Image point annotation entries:
***

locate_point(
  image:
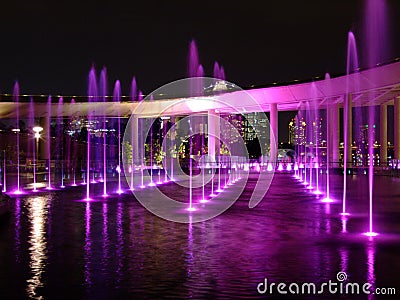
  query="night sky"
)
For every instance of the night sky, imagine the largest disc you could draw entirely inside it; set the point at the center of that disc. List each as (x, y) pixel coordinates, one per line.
(49, 46)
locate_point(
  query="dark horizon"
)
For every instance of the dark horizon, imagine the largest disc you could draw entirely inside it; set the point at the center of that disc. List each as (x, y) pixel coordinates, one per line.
(49, 48)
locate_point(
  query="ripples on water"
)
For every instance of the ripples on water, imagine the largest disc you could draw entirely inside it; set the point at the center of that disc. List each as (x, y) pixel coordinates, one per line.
(55, 247)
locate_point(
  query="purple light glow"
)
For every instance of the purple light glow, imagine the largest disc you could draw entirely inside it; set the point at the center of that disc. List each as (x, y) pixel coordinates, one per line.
(327, 200)
(370, 234)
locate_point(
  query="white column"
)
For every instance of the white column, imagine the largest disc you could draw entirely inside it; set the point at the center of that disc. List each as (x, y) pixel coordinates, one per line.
(397, 128)
(347, 112)
(213, 134)
(273, 142)
(383, 133)
(334, 128)
(43, 151)
(135, 139)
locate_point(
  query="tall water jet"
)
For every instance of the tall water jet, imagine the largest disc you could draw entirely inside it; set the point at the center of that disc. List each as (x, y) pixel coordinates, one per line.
(133, 137)
(193, 59)
(48, 144)
(141, 142)
(351, 67)
(329, 143)
(75, 149)
(17, 131)
(31, 126)
(103, 94)
(92, 97)
(60, 139)
(117, 99)
(195, 87)
(375, 31)
(151, 148)
(4, 172)
(317, 140)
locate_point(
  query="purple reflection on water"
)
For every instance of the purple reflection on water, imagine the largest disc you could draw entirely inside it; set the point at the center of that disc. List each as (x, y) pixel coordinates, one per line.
(88, 247)
(120, 243)
(371, 267)
(17, 227)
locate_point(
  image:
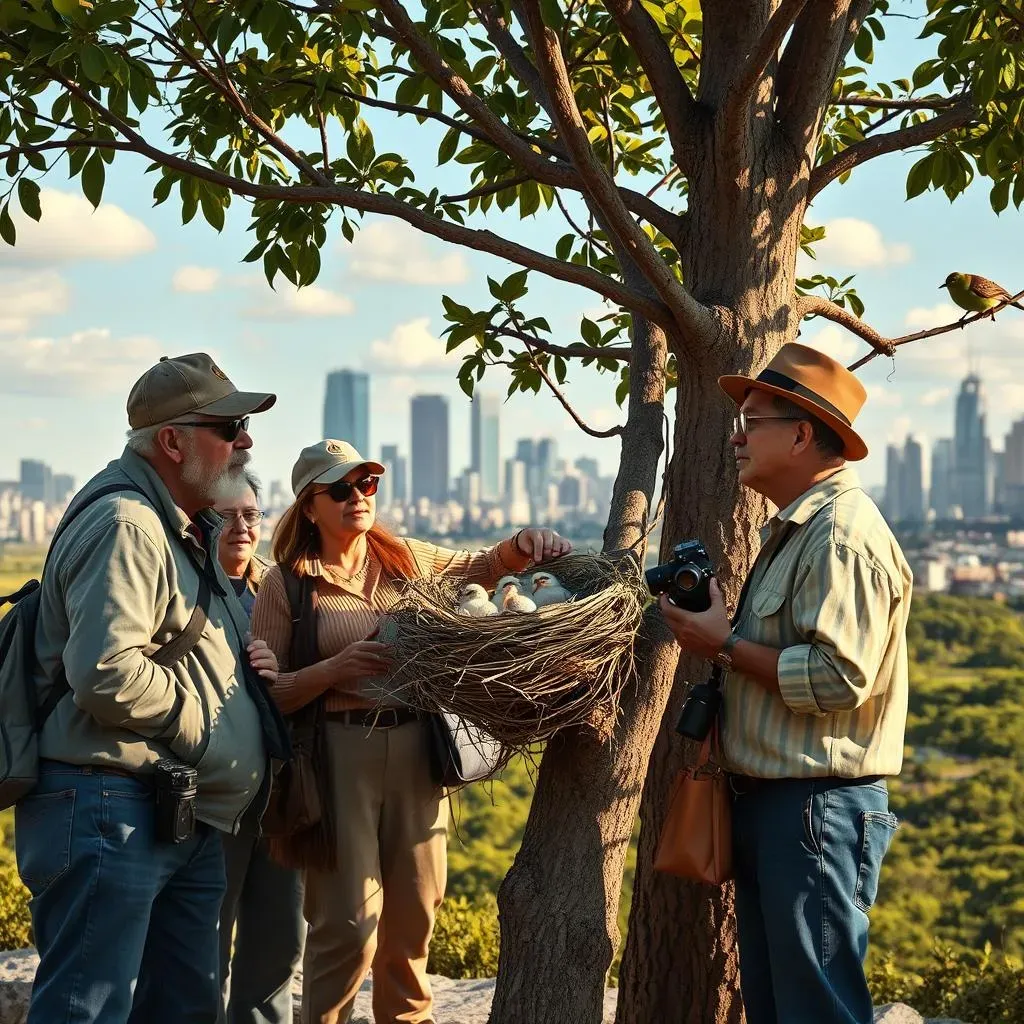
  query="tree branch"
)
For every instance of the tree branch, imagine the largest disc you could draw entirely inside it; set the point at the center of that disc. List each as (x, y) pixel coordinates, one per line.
(892, 141)
(736, 107)
(673, 95)
(689, 314)
(814, 305)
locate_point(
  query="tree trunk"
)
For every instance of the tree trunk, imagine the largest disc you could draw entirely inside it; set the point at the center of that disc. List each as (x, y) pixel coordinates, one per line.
(559, 902)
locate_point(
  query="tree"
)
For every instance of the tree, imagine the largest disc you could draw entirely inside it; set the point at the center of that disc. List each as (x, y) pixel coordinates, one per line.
(738, 115)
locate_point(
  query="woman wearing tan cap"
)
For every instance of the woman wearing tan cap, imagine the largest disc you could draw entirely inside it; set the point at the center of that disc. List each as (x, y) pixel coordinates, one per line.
(377, 907)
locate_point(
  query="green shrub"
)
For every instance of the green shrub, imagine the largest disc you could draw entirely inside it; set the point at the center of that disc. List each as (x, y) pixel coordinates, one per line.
(960, 984)
(15, 926)
(466, 938)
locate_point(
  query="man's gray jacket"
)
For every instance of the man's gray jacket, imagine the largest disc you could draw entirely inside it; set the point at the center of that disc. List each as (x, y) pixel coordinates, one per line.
(122, 581)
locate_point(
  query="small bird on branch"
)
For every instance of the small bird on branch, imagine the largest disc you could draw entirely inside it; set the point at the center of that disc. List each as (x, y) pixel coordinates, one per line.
(977, 294)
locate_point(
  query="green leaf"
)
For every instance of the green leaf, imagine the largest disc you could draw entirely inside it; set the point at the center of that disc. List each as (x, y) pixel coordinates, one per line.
(449, 145)
(28, 196)
(93, 176)
(7, 230)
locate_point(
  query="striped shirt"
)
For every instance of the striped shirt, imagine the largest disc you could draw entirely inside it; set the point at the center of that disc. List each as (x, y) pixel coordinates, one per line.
(835, 599)
(349, 610)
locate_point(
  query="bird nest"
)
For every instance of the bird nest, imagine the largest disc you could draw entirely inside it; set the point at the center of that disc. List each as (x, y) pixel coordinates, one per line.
(521, 677)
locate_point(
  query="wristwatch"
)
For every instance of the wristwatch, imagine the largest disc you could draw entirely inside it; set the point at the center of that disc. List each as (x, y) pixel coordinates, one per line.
(724, 656)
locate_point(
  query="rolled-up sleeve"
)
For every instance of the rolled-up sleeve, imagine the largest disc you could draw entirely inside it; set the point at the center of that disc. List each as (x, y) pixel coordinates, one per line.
(842, 607)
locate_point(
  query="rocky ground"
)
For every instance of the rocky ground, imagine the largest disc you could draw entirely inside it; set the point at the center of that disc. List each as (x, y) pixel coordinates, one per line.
(456, 1001)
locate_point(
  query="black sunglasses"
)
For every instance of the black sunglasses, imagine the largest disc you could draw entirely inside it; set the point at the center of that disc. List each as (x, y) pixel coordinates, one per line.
(227, 430)
(341, 491)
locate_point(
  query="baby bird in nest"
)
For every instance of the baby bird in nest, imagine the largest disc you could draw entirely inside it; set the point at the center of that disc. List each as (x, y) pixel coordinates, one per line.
(473, 601)
(548, 589)
(512, 600)
(500, 590)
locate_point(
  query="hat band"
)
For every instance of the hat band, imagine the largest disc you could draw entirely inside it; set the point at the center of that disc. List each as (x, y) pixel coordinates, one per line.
(776, 379)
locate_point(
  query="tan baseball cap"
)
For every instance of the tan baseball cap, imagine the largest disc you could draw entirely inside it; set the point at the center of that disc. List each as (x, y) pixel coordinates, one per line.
(188, 384)
(328, 461)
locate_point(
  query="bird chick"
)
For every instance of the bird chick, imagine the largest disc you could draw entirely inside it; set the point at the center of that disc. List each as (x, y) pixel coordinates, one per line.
(976, 294)
(473, 601)
(500, 590)
(548, 589)
(512, 600)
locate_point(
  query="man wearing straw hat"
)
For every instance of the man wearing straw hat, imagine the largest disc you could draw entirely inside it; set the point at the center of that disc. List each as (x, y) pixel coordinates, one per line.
(815, 695)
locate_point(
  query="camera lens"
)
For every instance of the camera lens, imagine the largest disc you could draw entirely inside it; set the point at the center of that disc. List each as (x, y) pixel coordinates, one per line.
(687, 578)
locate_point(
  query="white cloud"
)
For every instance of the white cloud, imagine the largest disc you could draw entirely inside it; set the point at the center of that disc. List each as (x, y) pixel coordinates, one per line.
(834, 341)
(411, 346)
(392, 251)
(90, 360)
(72, 230)
(312, 301)
(26, 297)
(196, 279)
(925, 317)
(851, 244)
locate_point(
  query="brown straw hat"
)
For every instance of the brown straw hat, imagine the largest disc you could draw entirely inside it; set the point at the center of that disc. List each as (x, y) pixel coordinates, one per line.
(813, 381)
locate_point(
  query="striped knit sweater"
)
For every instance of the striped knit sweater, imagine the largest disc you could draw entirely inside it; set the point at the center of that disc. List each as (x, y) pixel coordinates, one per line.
(349, 611)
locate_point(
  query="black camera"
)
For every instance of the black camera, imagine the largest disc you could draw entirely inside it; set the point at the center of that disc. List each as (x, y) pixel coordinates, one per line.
(176, 784)
(685, 577)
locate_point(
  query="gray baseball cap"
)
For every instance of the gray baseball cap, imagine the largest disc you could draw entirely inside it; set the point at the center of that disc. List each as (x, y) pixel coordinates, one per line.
(328, 461)
(185, 385)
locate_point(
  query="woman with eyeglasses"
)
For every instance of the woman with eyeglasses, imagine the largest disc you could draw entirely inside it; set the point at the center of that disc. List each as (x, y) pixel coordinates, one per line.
(262, 906)
(377, 908)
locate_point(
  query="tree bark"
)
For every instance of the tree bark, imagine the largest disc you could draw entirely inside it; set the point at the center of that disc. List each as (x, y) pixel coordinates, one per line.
(558, 904)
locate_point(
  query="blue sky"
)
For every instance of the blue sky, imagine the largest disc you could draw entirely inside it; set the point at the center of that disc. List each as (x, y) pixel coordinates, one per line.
(88, 301)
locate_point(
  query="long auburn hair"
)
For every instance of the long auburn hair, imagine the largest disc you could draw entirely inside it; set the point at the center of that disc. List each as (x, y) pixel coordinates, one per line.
(297, 541)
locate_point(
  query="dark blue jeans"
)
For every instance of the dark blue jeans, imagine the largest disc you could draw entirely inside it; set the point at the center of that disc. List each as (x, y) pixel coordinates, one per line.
(808, 854)
(126, 927)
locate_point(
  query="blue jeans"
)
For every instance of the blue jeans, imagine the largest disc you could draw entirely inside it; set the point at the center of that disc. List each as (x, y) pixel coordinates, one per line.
(126, 927)
(263, 907)
(807, 855)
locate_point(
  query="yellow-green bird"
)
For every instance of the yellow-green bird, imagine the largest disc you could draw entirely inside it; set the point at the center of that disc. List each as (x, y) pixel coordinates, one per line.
(977, 294)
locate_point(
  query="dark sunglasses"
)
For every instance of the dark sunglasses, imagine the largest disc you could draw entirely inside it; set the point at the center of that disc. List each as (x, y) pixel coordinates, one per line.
(341, 491)
(227, 430)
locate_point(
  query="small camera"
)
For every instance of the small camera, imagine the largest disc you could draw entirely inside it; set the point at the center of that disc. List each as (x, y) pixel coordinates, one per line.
(685, 577)
(176, 785)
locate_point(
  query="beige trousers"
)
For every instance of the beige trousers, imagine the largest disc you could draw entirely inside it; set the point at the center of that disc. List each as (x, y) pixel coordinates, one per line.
(378, 908)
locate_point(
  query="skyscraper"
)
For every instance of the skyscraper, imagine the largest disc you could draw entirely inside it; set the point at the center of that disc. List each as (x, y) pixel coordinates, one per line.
(346, 409)
(942, 477)
(912, 496)
(398, 470)
(430, 448)
(484, 443)
(971, 476)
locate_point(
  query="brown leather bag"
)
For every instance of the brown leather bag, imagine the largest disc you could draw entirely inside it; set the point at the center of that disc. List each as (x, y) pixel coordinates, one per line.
(696, 837)
(299, 819)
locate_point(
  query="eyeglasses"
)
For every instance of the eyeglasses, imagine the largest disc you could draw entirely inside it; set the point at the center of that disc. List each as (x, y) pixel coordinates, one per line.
(227, 430)
(742, 421)
(341, 491)
(251, 517)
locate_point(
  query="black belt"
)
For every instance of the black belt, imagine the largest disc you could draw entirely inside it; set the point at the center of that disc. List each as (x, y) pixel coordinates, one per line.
(384, 718)
(744, 785)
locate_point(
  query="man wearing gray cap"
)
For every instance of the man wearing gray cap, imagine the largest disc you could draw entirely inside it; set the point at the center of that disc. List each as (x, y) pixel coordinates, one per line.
(158, 729)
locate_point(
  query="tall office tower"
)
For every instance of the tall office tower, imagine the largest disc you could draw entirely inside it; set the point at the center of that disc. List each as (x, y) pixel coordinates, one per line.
(971, 457)
(912, 503)
(398, 471)
(36, 481)
(484, 443)
(430, 448)
(346, 409)
(894, 483)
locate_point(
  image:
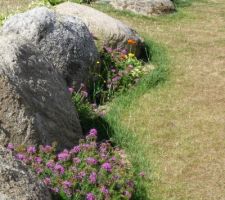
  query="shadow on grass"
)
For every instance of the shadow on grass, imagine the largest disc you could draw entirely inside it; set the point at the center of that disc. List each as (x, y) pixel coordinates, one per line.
(110, 126)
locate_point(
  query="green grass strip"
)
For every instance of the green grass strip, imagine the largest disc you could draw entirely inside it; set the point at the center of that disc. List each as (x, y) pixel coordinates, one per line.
(123, 136)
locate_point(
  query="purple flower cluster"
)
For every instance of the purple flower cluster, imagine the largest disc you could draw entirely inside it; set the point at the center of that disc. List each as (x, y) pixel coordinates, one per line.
(87, 165)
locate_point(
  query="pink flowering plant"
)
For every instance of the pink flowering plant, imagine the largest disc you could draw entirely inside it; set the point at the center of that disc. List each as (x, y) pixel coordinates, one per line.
(119, 70)
(88, 171)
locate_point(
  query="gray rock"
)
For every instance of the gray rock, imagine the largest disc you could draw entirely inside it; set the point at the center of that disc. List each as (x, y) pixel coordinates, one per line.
(36, 107)
(143, 7)
(64, 40)
(108, 31)
(17, 182)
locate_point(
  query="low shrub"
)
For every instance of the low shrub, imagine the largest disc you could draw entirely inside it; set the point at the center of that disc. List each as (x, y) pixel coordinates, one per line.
(118, 70)
(87, 171)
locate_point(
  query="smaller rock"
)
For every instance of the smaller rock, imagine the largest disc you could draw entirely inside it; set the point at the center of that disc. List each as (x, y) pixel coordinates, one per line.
(108, 31)
(17, 182)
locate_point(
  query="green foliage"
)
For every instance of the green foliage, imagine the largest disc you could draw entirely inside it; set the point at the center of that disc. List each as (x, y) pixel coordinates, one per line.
(118, 71)
(87, 171)
(182, 3)
(123, 136)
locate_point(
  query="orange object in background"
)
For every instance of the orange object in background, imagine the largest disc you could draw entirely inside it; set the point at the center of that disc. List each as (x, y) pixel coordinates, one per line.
(131, 42)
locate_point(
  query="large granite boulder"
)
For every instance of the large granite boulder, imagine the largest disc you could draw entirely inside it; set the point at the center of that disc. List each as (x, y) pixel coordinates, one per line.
(64, 40)
(35, 106)
(108, 31)
(17, 182)
(143, 7)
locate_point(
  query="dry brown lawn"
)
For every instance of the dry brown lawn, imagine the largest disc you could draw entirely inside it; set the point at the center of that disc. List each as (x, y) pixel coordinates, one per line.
(182, 124)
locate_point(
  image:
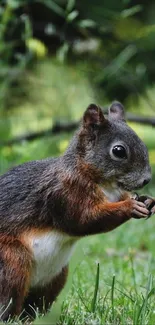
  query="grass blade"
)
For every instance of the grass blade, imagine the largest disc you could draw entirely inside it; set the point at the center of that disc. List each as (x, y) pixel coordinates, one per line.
(112, 298)
(93, 304)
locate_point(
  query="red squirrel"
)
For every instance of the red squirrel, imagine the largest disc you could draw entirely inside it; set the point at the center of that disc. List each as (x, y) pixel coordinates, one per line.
(47, 205)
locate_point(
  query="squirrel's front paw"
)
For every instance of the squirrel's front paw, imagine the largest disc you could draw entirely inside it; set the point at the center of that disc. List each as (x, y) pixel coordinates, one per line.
(149, 203)
(139, 210)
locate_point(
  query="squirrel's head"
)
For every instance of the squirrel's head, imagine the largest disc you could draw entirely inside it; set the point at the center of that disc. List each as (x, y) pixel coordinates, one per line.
(113, 148)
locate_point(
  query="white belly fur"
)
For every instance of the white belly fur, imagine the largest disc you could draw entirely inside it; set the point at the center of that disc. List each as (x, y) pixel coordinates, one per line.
(52, 252)
(113, 193)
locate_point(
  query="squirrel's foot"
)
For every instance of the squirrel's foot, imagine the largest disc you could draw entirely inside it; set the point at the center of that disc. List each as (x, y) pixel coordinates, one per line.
(139, 209)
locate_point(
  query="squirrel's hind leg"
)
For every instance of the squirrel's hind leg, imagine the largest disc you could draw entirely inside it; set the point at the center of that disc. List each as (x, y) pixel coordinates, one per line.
(15, 269)
(41, 299)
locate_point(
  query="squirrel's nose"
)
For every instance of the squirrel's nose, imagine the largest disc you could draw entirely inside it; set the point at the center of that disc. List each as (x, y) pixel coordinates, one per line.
(146, 181)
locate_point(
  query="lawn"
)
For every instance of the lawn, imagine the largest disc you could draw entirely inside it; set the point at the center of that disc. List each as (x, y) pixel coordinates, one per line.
(111, 277)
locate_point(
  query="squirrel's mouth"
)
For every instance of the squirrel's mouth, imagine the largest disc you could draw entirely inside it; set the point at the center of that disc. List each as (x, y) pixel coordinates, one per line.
(128, 188)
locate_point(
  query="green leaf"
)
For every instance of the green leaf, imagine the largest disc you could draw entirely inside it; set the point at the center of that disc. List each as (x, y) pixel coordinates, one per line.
(72, 15)
(86, 23)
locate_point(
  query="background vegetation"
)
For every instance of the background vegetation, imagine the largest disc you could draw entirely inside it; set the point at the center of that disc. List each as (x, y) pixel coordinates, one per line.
(56, 57)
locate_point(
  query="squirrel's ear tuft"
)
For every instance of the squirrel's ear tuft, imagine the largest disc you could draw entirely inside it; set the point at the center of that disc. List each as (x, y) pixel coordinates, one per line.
(116, 111)
(93, 116)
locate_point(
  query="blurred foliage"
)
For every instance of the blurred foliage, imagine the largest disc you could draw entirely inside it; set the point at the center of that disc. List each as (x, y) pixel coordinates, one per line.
(116, 38)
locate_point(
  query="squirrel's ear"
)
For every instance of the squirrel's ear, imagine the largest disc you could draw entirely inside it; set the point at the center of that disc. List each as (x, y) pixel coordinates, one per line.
(116, 111)
(93, 116)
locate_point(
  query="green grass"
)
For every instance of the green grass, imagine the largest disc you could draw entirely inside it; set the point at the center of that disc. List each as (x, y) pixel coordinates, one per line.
(112, 276)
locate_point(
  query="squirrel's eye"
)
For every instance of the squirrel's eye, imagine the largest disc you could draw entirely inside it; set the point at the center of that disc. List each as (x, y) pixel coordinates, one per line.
(119, 152)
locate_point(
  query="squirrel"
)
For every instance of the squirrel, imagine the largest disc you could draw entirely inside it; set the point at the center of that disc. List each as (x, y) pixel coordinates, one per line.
(47, 205)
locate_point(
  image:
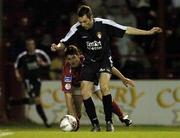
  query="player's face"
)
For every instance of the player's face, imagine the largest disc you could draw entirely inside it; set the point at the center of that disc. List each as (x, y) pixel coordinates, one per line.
(86, 22)
(73, 60)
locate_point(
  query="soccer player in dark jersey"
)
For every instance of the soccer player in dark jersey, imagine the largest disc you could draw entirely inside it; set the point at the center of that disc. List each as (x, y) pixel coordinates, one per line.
(71, 85)
(92, 36)
(28, 67)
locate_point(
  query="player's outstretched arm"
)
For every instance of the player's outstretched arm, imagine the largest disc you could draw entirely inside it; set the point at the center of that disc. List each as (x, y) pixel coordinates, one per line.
(135, 31)
(125, 80)
(55, 47)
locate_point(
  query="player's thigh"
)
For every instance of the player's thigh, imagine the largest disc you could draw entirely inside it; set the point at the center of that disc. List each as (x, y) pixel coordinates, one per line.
(78, 100)
(104, 82)
(86, 89)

***

THE PROBLEM: Find every line in the records above that contains the word "yellow", and copy each of those lines.

COMPLETED TASK:
  query="yellow-green bird"
For every instance of the yellow-green bird, imagine the largest disc you could draw entirely inside it; set the point at the center of that disc. List each as (x, y) pixel coordinates, one per line.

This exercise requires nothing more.